Exercise inputs section start

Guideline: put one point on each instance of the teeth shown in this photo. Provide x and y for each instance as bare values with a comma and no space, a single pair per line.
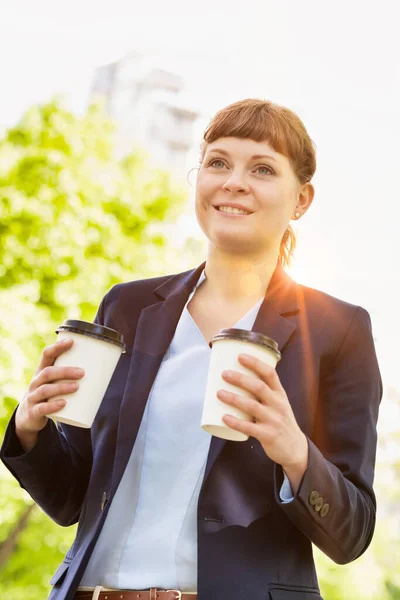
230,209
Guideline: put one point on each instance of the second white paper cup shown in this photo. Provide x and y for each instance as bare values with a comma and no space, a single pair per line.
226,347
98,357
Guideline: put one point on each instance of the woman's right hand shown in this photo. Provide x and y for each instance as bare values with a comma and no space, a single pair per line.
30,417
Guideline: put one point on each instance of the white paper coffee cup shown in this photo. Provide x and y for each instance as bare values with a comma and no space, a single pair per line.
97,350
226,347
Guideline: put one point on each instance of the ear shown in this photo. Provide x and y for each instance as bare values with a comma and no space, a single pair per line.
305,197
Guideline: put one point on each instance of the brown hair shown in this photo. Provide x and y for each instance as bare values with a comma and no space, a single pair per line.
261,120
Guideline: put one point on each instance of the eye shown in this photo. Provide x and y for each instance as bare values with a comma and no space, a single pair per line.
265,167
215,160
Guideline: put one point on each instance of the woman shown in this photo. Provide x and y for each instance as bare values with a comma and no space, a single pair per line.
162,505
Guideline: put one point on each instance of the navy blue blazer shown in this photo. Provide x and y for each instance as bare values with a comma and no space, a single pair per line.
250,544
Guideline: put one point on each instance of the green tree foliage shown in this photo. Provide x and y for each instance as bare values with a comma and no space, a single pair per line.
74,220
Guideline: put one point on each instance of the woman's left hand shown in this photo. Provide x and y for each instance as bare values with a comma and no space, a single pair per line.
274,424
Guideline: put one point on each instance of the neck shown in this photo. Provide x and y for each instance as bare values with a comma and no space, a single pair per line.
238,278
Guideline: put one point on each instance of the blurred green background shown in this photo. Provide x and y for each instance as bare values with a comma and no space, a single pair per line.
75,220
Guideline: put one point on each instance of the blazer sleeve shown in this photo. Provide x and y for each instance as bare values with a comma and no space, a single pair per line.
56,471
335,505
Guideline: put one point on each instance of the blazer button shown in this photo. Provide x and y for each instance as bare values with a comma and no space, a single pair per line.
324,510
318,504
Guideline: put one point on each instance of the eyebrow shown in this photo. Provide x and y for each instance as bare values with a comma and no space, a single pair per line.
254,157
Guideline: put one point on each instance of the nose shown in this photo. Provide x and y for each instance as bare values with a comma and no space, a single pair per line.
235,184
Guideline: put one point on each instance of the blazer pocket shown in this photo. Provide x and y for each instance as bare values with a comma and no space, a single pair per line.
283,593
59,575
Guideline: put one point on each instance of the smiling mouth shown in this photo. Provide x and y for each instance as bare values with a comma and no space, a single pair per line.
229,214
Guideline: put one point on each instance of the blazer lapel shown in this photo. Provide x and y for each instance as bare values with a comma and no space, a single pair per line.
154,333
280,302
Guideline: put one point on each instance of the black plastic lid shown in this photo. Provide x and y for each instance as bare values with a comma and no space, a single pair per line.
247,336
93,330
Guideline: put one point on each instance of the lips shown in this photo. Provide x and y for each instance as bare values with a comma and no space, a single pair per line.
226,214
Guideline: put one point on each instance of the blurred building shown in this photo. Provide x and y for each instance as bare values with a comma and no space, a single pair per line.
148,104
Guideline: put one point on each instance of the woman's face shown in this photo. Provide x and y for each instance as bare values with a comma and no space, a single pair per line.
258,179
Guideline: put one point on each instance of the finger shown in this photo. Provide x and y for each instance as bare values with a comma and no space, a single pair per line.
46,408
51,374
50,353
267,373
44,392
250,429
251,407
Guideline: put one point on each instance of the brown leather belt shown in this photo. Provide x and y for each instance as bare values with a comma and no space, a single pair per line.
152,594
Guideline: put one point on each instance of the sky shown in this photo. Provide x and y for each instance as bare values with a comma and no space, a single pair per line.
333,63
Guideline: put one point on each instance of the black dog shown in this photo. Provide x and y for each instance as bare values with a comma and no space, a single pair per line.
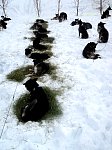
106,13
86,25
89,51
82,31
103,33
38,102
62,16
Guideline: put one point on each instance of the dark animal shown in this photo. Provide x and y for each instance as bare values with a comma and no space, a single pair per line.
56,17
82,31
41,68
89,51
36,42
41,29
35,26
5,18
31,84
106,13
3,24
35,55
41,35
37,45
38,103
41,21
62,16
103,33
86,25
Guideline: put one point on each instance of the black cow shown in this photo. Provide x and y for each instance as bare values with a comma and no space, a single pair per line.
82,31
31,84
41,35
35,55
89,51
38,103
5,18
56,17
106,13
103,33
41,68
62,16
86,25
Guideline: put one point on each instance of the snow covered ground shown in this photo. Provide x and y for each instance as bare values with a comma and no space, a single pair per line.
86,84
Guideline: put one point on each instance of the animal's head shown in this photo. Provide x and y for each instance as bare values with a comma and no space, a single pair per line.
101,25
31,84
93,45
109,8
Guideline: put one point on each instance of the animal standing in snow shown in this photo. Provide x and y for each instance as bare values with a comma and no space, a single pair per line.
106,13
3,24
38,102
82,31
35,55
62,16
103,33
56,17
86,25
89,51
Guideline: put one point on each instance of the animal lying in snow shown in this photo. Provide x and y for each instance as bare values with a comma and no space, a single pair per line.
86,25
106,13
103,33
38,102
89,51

Exercise inputs section end
Exercise inputs section start

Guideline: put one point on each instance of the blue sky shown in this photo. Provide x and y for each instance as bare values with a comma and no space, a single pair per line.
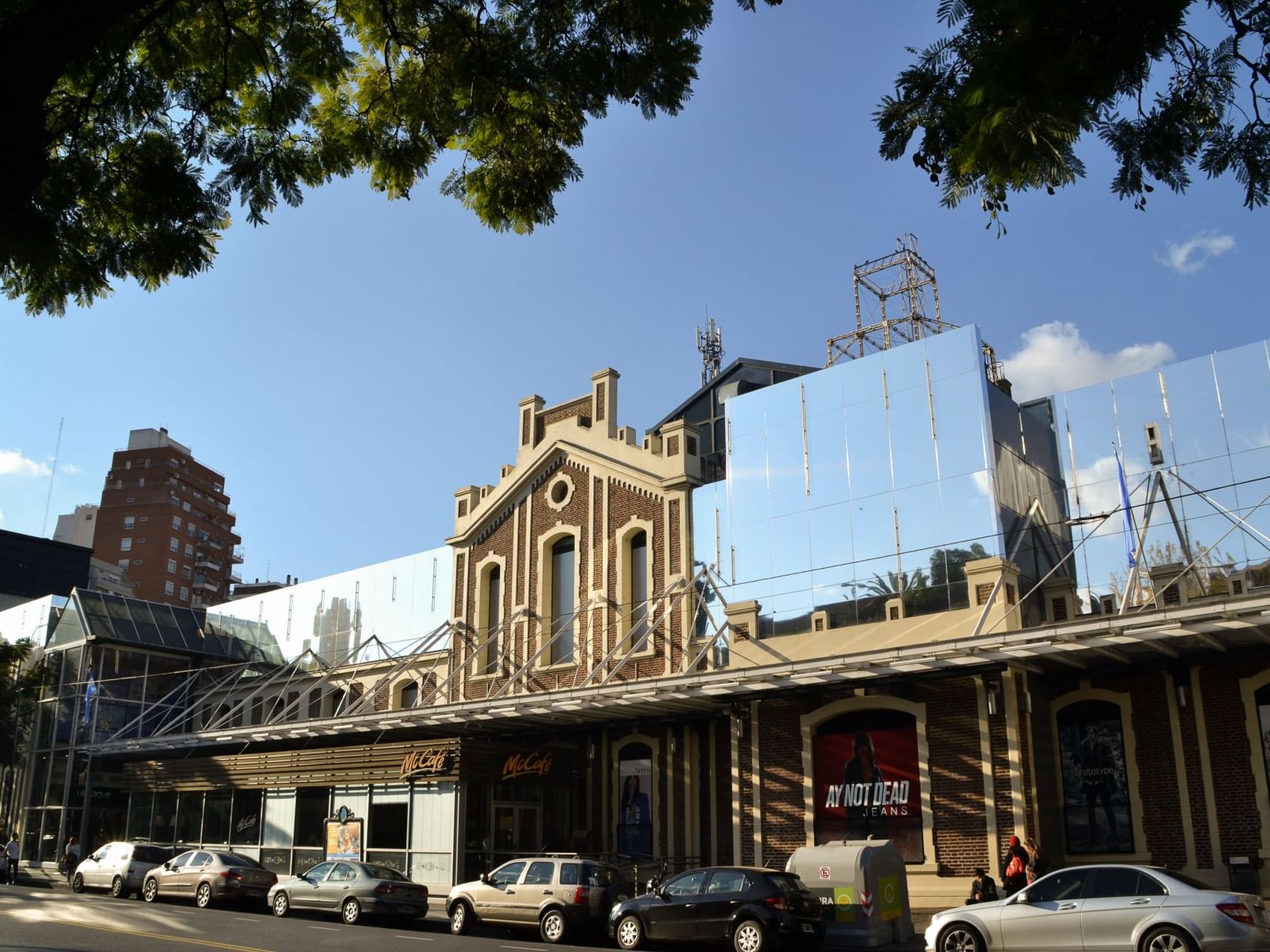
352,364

Exercise inputs section end
Exercise inputs section start

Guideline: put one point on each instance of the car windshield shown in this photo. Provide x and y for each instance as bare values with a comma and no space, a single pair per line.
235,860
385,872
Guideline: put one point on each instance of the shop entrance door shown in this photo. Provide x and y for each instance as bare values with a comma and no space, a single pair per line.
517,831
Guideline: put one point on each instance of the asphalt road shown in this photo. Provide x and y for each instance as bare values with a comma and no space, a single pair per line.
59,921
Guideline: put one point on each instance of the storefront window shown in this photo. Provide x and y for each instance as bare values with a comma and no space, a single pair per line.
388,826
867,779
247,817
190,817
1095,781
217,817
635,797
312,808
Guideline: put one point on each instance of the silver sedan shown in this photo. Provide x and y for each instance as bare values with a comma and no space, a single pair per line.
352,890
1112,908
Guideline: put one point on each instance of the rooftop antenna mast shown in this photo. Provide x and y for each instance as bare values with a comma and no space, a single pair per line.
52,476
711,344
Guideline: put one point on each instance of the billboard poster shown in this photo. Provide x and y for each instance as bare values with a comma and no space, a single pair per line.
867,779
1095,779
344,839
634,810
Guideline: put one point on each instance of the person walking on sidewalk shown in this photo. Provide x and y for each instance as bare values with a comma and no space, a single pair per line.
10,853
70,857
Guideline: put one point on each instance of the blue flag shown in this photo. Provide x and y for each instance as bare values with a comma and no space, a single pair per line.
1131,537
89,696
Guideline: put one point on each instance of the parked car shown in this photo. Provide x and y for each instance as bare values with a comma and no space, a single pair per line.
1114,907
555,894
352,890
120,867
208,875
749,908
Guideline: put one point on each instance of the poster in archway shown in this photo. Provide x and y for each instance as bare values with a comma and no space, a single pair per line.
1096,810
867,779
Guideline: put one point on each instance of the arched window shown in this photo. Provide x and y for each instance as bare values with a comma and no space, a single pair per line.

Exercise inputs section end

● **Problem**
Retype, exactly and in full, the lines above from the one containing "Guideline: put one point on each instance of the billboard" through the one containing "Guideline: put one point on each instance of the arched".

● **Response to this task**
Guideline: put one point on each instance of the billboard poster shown in this photo. Provide x and y for each instance as bare values with a comma and no space, a single pair per line.
867,779
1095,779
344,839
634,810
Guideline: put one point on each instance of the person walking on sidewalk shown in this photo. Provide x and y for each instance as bare values with a comma and no space, a single pair per line.
10,853
70,857
Guideline: put one point on each instance of the blue flag shown in this photo. Provide x and y for each instance as bare values with a comma and no space, a single pair per line.
1131,537
89,696
Guideline: put one point on each instance of the parked car shown in this photo. Provide x and y for each instance as bare values with a comma and no space, a single pair per line.
1114,907
555,894
352,890
120,867
208,875
749,908
Guideline: put one point on each instance of the poster in archway shown in this photo. Provide x and y for each instance as bare values with a comma and no space, a single pair per line.
1096,810
867,779
Guideline: put one point on each instance of the arched window shown in this photo. Provide x and y for each instance as bare values with a comma and no space, a single pair per line.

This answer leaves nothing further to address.